* _PROBLEM DESCRIPTION_: Reproduce each of the following records word for word, with nothing changed or left out.
···
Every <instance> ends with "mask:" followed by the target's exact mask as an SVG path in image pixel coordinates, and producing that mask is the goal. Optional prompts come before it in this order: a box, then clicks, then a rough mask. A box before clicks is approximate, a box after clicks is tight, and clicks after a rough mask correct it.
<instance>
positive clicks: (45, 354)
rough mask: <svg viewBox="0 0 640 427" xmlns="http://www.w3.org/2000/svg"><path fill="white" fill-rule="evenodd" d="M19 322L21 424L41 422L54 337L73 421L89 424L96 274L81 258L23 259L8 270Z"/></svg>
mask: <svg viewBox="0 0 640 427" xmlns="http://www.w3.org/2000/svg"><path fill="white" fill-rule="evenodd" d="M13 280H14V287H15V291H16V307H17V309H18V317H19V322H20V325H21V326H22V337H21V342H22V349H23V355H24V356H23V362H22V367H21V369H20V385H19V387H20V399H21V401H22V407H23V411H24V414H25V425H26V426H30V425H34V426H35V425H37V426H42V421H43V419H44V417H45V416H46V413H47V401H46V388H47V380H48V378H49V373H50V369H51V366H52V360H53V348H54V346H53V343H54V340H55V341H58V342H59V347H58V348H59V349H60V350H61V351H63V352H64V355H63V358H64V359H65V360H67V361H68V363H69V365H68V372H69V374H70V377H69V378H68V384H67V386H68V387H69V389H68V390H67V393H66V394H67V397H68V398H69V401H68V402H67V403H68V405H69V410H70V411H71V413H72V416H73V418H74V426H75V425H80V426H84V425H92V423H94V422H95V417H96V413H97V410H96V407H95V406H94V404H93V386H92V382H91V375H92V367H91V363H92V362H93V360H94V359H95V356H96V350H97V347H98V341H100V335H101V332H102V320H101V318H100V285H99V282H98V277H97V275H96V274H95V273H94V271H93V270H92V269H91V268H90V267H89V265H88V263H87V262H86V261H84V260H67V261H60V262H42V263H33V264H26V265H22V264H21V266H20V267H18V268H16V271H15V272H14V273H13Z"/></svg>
···
* _ANSWER TO THE PROBLEM_:
Every <instance> ends with "mask:" followed by the target's exact mask as an SVG path in image pixel coordinates, and producing that mask is the goal. Optional prompts come before it in this order: a box, then clicks, then a rough mask. A box before clicks is approximate, a box after clicks is tight, and clicks after a rough mask correct it.
<instance>
positive clicks: (45, 354)
rough mask: <svg viewBox="0 0 640 427" xmlns="http://www.w3.org/2000/svg"><path fill="white" fill-rule="evenodd" d="M19 322L21 424L41 422L54 337L73 421L89 424L96 274L81 258L23 259L8 270Z"/></svg>
mask: <svg viewBox="0 0 640 427" xmlns="http://www.w3.org/2000/svg"><path fill="white" fill-rule="evenodd" d="M13 280H14V287H15V291H16V307H17V309H18V317H19V322H20V325H21V326H22V337H21V342H22V349H23V355H24V356H23V362H22V367H21V369H20V385H19V387H20V399H21V401H22V407H23V411H24V414H25V425H26V426H30V425H34V426H35V425H37V426H42V421H43V419H44V417H45V416H46V413H47V401H46V388H47V380H48V378H49V373H50V369H51V366H52V360H53V348H54V346H53V343H54V340H55V341H58V342H59V347H58V348H59V349H60V350H61V351H63V352H64V355H63V358H64V359H65V360H67V361H68V363H69V365H68V372H69V374H70V377H69V378H68V384H67V386H68V387H69V389H68V390H67V393H66V394H67V397H68V398H69V401H68V402H67V403H68V405H69V410H70V411H71V413H72V416H73V418H74V426H75V425H80V426H84V425H92V423H94V422H95V417H96V413H97V410H96V407H95V406H94V404H93V386H92V382H91V375H92V367H91V363H92V362H93V360H94V359H95V356H96V350H97V347H98V341H100V335H101V332H102V320H101V318H100V285H99V282H98V277H97V275H96V274H95V273H94V271H93V270H92V269H91V268H90V267H89V265H88V263H87V262H86V261H84V260H67V261H60V262H42V263H33V264H26V265H22V264H21V266H20V267H18V268H16V271H15V272H14V273H13Z"/></svg>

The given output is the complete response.